Turn every line of the entries below into a JSON list of strings, one string per line, with blank lines skipped. Leave the pictures out of your answer.

---------- Supplied material

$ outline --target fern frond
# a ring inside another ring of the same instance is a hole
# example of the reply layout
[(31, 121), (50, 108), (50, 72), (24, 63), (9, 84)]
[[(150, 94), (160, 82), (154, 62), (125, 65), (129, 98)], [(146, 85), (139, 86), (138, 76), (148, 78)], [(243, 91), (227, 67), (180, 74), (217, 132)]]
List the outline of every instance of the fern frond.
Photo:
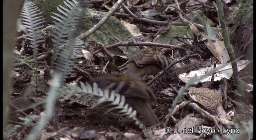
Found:
[(53, 13), (54, 16), (51, 16), (55, 20), (53, 21), (55, 25), (52, 26), (51, 28), (54, 48), (51, 69), (54, 64), (60, 47), (65, 43), (67, 38), (77, 36), (75, 34), (78, 33), (77, 31), (81, 23), (81, 19), (84, 18), (86, 8), (88, 6), (85, 0), (80, 0), (78, 2), (74, 0), (66, 0), (64, 1), (64, 3), (68, 8), (60, 5), (57, 9), (61, 14)]
[(136, 111), (133, 110), (132, 107), (129, 107), (128, 104), (125, 104), (125, 98), (124, 96), (116, 94), (114, 91), (110, 93), (108, 89), (102, 91), (98, 88), (95, 83), (94, 83), (92, 87), (88, 83), (84, 84), (80, 82), (80, 87), (68, 85), (68, 88), (61, 90), (60, 92), (66, 95), (66, 98), (78, 93), (83, 94), (84, 96), (82, 98), (84, 99), (88, 99), (92, 97), (100, 97), (97, 102), (92, 106), (93, 108), (100, 104), (104, 104), (105, 106), (108, 106), (108, 108), (109, 109), (105, 113), (118, 110), (119, 110), (118, 113), (134, 120), (135, 124), (142, 129), (142, 132), (146, 132), (144, 125), (136, 118)]
[(33, 56), (35, 66), (37, 66), (36, 58), (38, 44), (43, 41), (43, 33), (41, 30), (43, 28), (44, 19), (42, 15), (42, 12), (35, 4), (26, 0), (20, 12), (21, 19), (23, 26), (29, 33), (28, 36), (25, 38), (28, 40), (32, 48)]
[(66, 78), (70, 74), (71, 69), (74, 67), (74, 64), (72, 59), (76, 57), (75, 53), (81, 51), (81, 48), (84, 46), (84, 43), (77, 37), (69, 39), (66, 41), (62, 51), (58, 53), (55, 68), (57, 71), (61, 74), (61, 86), (64, 84)]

--------------------

Solution |
[
  "$ outline --target fern frond",
  "# a ring inside another ring of the same instance is a hole",
  "# example of the reply layout",
  "[(31, 121), (50, 108), (50, 72), (24, 63), (9, 84)]",
  "[[(150, 94), (160, 82), (154, 62), (125, 65), (129, 98)], [(146, 85), (139, 86), (138, 76), (148, 78)], [(243, 91), (227, 67), (180, 74), (217, 132)]]",
  "List the outline of every instance of the fern frond.",
  "Photo:",
  "Found:",
  "[(53, 13), (54, 16), (51, 16), (55, 20), (53, 21), (55, 25), (52, 26), (51, 28), (54, 48), (51, 69), (54, 64), (60, 47), (65, 43), (67, 38), (77, 36), (75, 34), (78, 33), (77, 31), (81, 23), (81, 19), (84, 18), (86, 8), (88, 6), (85, 0), (80, 0), (78, 2), (74, 0), (66, 0), (64, 1), (64, 3), (68, 8), (60, 5), (57, 9), (61, 14)]",
  "[(136, 111), (133, 110), (132, 107), (129, 107), (128, 104), (125, 104), (125, 98), (124, 96), (116, 94), (114, 91), (110, 93), (108, 89), (102, 91), (98, 88), (95, 83), (94, 83), (92, 87), (88, 83), (84, 84), (80, 82), (80, 87), (68, 85), (68, 88), (61, 90), (60, 92), (66, 95), (66, 98), (78, 93), (83, 94), (84, 96), (82, 98), (84, 99), (88, 99), (92, 97), (100, 97), (97, 102), (92, 106), (93, 108), (100, 104), (104, 104), (105, 106), (108, 106), (108, 108), (109, 109), (105, 113), (118, 110), (119, 110), (118, 113), (134, 120), (135, 124), (142, 129), (142, 132), (146, 132), (144, 125), (136, 118)]",
  "[(33, 56), (35, 66), (37, 66), (36, 58), (38, 44), (43, 41), (43, 33), (41, 30), (43, 28), (44, 19), (42, 15), (42, 12), (35, 4), (26, 0), (20, 12), (21, 19), (23, 26), (29, 33), (28, 36), (25, 38), (28, 40), (32, 48)]",
  "[(66, 78), (70, 74), (71, 69), (74, 67), (74, 64), (72, 59), (76, 57), (75, 53), (81, 51), (81, 48), (84, 46), (84, 43), (77, 37), (69, 39), (66, 41), (62, 51), (58, 53), (55, 68), (57, 71), (61, 74), (61, 86), (64, 84)]"
]